## Extract provided

Today, we approached the carpark and I could see 3 boys playing- two of them were maybe around 6 years old, and there was an older boy on a bike who was maybe around 8. Straight away I knew what to expect… my daughter is so friendly to anyone she’s while walking and will say hello to everyone. She happily started waving and saying hello to the boys in the car park, but they didn’t say hello back; instead they began barking and shouting at her saying “she’s not a human she’s a dog!” (Which made my blood boil) of course my daughter being 2 years old doesn’t understand when little brats are being nasty, so she carried on smiling and laughing as I tried to make her walk a bit quicker. The smiles stopped though when these horrible boys kicked their ball at her which hit her back and made her cry. I shouted at the boys “she’s two years old leave her alone!” And carried on walking with my daughter who didn’t want to be picked up but was still crying, and even though she was crying, she still waved and said bye to these boys! I told her to “ignore the nasty boys” and to keep walking to go home. 

It honestly made me so angry and upset, that at the age of 2 my daughter is being bullied by these nasty little shits (I have no idea where they live so can’t even have a word with their parents). I have never been so glad to get my daughter indoors. She wasn’t hurt by the ball hitting her, I think it was more the shock of it that made her cry. I got her safe indoors, locked the front door, took off her coat,reins and shoes and gave her the magazine she had chosen along with a kinder egg and her bottle of juice then I put her favourite movie Trolls on for her. I sat an cried because it had upset me so much that these boys had been nasty to my little girl. She isn’t old enough to understand what bullies are, but I am and I don’t like them one bit. She’s 2 years old for fuck sake. How can anyone bully any one else let alone a toddler who doesn’t understand?

## Listed records
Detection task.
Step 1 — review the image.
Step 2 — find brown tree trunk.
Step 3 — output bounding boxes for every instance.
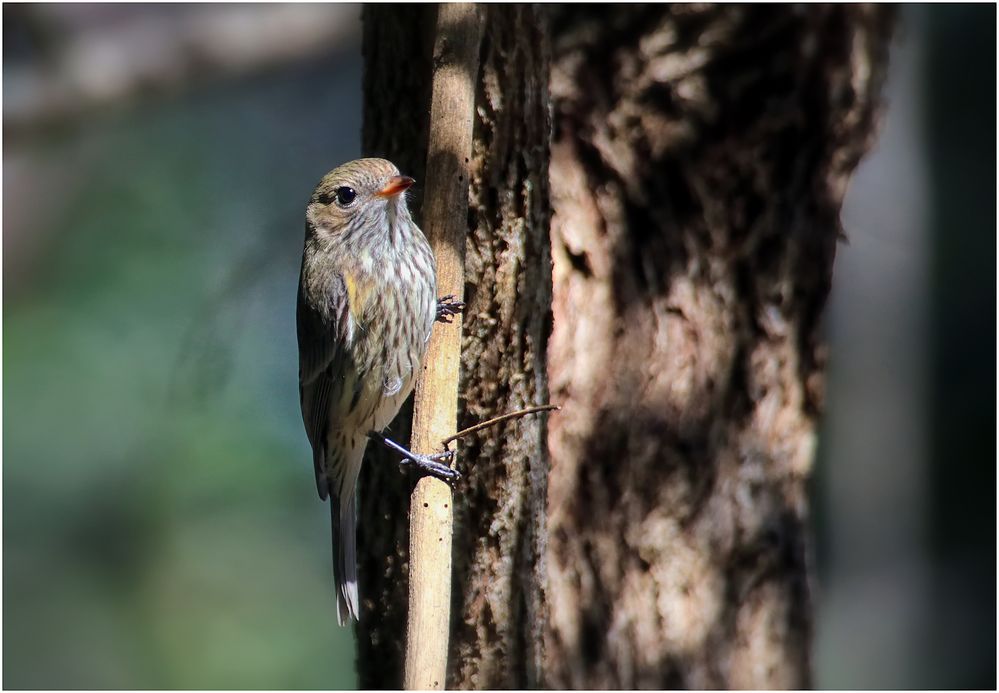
[545,5,891,688]
[358,5,552,688]
[358,5,891,688]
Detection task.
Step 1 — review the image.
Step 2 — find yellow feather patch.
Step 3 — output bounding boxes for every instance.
[343,272,371,326]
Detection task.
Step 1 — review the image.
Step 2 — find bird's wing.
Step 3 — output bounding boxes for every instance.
[297,275,349,500]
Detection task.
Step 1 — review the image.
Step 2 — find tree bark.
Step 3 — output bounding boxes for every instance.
[545,5,891,688]
[358,6,551,688]
[358,5,892,688]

## Stated task
Edit the account of the car park incident, starting with "It honestly made" and going on through "who doesn’t understand?", so that "sticker book" stands in place of "magazine".

## Problem solution
It honestly made me so angry and upset, that at the age of 2 my daughter is being bullied by these nasty little shits (I have no idea where they live so can’t even have a word with their parents). I have never been so glad to get my daughter indoors. She wasn’t hurt by the ball hitting her, I think it was more the shock of it that made her cry. I got her safe indoors, locked the front door, took off her coat,reins and shoes and gave her the sticker book she had chosen along with a kinder egg and her bottle of juice then I put her favourite movie Trolls on for her. I sat an cried because it had upset me so much that these boys had been nasty to my little girl. She isn’t old enough to understand what bullies are, but I am and I don’t like them one bit. She’s 2 years old for fuck sake. How can anyone bully any one else let alone a toddler who doesn’t understand?